— Task prompt —
Copy the material below, swapping every "on a single line" for "on one line" and leaving everything else untouched.

— START OF Given entries —

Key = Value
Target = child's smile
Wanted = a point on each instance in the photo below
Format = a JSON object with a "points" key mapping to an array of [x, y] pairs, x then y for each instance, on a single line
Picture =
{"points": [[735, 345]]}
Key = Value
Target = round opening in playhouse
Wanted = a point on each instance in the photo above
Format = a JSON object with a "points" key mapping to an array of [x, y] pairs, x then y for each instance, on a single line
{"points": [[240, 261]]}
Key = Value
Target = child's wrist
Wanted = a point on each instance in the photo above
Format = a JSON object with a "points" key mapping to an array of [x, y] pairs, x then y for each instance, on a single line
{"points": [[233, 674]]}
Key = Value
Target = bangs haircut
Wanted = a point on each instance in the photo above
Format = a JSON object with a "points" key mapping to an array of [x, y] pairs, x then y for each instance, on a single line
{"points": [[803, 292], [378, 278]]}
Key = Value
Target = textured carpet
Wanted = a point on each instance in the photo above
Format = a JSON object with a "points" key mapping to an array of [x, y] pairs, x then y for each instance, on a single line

— END OF Given entries —

— Task solution —
Key = Value
Target = child's smile
Wanted = a point on each instance in the photo below
Format = a JSON object with a "points" key mapping to an array of [x, y] pairs, x then y for each instance, on one line
Picture =
{"points": [[735, 345]]}
Key = Value
Target = round opening in playhouse
Wanted = a point on each instance in the photo above
Format = a JSON object with a "points" key mapping to an array of [x, y] pairs, x then y for each instance, on one line
{"points": [[240, 261]]}
Key = Value
Target = child's wrist
Wanted = a point on each instance in the photo above
Format = a JSON object with a "points" key mapping to an array of [x, y] pairs, x then y for each instance, on one line
{"points": [[233, 674]]}
Key = Value
Target = bangs haircut
Wanted = a point on each instance in the photo above
Format = a JSON object with a "points" key mapping to an array of [x, y] pairs, x then y for each instance, on one line
{"points": [[803, 292], [378, 278]]}
Key = Value
Target = textured carpet
Wanted = a point on each instance in the photo above
Format = a JSON object with a "points" key mapping to an array of [x, y] pairs, x then y for each instance, on one line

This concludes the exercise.